Retype all of the data below word for word, but omit the picture.

- Task input
________
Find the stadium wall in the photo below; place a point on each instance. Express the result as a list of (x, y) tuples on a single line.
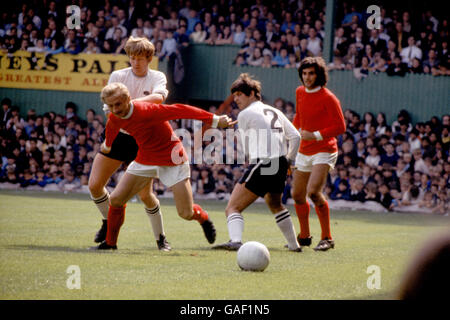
[(209, 72)]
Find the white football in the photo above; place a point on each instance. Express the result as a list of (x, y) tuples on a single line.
[(253, 256)]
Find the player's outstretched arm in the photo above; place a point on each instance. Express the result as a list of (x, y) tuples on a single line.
[(225, 122)]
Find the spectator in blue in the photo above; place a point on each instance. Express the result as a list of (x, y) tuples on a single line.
[(30, 126), (289, 23), (180, 35), (192, 20), (281, 59), (348, 18), (385, 198), (390, 156)]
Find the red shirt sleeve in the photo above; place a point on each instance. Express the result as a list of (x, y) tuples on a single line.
[(111, 131), (337, 126), (164, 112), (296, 120)]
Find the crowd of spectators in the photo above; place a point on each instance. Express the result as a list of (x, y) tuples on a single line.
[(270, 33), (396, 167)]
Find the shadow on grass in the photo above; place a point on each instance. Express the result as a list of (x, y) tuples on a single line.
[(46, 248), (194, 252), (406, 219)]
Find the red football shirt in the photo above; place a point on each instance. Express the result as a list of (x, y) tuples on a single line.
[(318, 111), (148, 124)]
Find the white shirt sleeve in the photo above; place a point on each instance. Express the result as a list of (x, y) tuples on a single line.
[(160, 84), (112, 78), (292, 136)]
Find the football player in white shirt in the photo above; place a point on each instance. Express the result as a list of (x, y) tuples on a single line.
[(268, 131), (146, 85)]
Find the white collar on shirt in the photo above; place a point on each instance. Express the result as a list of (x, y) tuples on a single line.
[(129, 112), (313, 90)]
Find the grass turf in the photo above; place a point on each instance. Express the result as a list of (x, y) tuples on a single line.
[(42, 234)]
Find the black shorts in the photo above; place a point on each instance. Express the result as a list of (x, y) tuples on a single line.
[(124, 148), (266, 176)]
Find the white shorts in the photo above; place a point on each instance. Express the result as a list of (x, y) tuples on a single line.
[(305, 163), (169, 175)]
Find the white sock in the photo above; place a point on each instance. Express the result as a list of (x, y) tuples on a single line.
[(155, 217), (235, 223), (284, 222), (102, 204)]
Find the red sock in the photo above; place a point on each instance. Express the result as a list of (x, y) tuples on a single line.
[(323, 212), (302, 211), (116, 217), (199, 214)]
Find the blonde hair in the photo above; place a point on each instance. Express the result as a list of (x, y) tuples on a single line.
[(115, 89), (246, 84), (139, 47)]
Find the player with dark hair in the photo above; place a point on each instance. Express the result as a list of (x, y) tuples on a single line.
[(268, 131), (159, 155), (319, 119), (143, 84)]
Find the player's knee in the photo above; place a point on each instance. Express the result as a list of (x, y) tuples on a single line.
[(230, 209), (186, 214), (315, 195), (115, 201), (95, 188), (299, 196), (149, 200)]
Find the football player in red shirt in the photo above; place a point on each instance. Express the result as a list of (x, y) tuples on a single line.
[(319, 119), (160, 154)]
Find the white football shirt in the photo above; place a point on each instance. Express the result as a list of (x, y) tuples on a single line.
[(266, 133)]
________
- Answer for the task
Find the stadium wall in the photo below; place a point on each instance. Express the result as a list of (x, y) tuples on a single line.
[(209, 72)]
Find the white football in the photo above; place a point on each instance. Express the result as a list of (x, y) tuples on a single line.
[(253, 256)]
Find the player's outstretched arm in the photo above; place a point on each instance. Express the result as a list of (x, y) tuples on a single line.
[(225, 122)]
Find the spectator in blue in the photo above; place a point on each instance. Express the result as a list of (x, y) tuples on a single line.
[(30, 126), (289, 23), (180, 35), (192, 20), (281, 59), (348, 18), (385, 198), (390, 156)]
Find the red shirt sleeve in the photo above; place a point on each instance. Express the result as a list of (x, y) tuples on a single line.
[(111, 131), (337, 126), (164, 112), (296, 120)]
Find the crowd of spectators in the photo above; place a point on each instance. Express the result as a list of (x, y) tuples on a single line.
[(270, 33), (396, 167)]
Find the shadow on grass in the photo above; place a point on each instance. Express the result as a list of (x, y) tuples on a single line.
[(46, 248), (194, 252), (406, 219)]
Find the red football shirt in the photo above; place a point on each instance. Express the result as a list of (x, y) tuples on a single line.
[(318, 111), (148, 124)]
Find the white shirt sleeve in the photo above; place a point on each instance. Express the result as a list of (x, y) tuples on a single line.
[(160, 84), (112, 78), (292, 136)]
Find the football player in white shirt in the photo above; place a point on each instance. Express the result as a list of (x, y) tuples on a single line.
[(268, 131), (146, 85)]
Find the white collar on shirt in the photo above; place a point on each instance. Express the result as a list of (x, y) tuples on a single line.
[(129, 112), (313, 90)]
Find the grass turf in the photo above; place a point on each instance. Express the result as a list of (x, y) tuples on a single line.
[(42, 234)]
Find the black shorts in the photo above; place a point on each instance. Express the result as a list of (x, y) tuples on a single line.
[(124, 148), (266, 176)]
Find the white shorts in the photo above; place a point on each instance. Express the result as a list of (x, y) tuples on a single line.
[(305, 163), (169, 175)]
Find the white sock in the photo above; place a point on each instance. Express the result as a list of (x, y) tuples on a single line.
[(155, 217), (235, 223), (284, 222), (102, 204)]
Find the red sock in the photo above; place a point on each instance. Express the result as a list of (x, y) tuples on a single line.
[(323, 212), (302, 211), (116, 217), (199, 214)]
Find the blonde hair in the photo above; place a point on each instance. Express the result as a list of (x, y) tuples on a single line.
[(115, 89), (246, 84), (139, 47)]
Find the player with dark hair in the photo above; place a point on each instance. Express the result as a list of (x, y) tuples on a single line.
[(268, 131), (159, 155), (319, 119), (143, 84)]
Find the player's knee in the photo above; place a point on each instance. Express the result as a list of (x, y) tuples on a single line.
[(230, 209), (186, 214), (315, 195), (115, 201), (95, 188), (299, 196), (149, 200)]
Find the football player in red shirt in the photo above; place a point on each instance. Express the result as a list of (x, y) tuples on a single line.
[(319, 119), (160, 154)]
Find the white football shirt in the photo above; place a point on each instance. Express the result as a list of (x, y) tuples on a single line.
[(266, 133)]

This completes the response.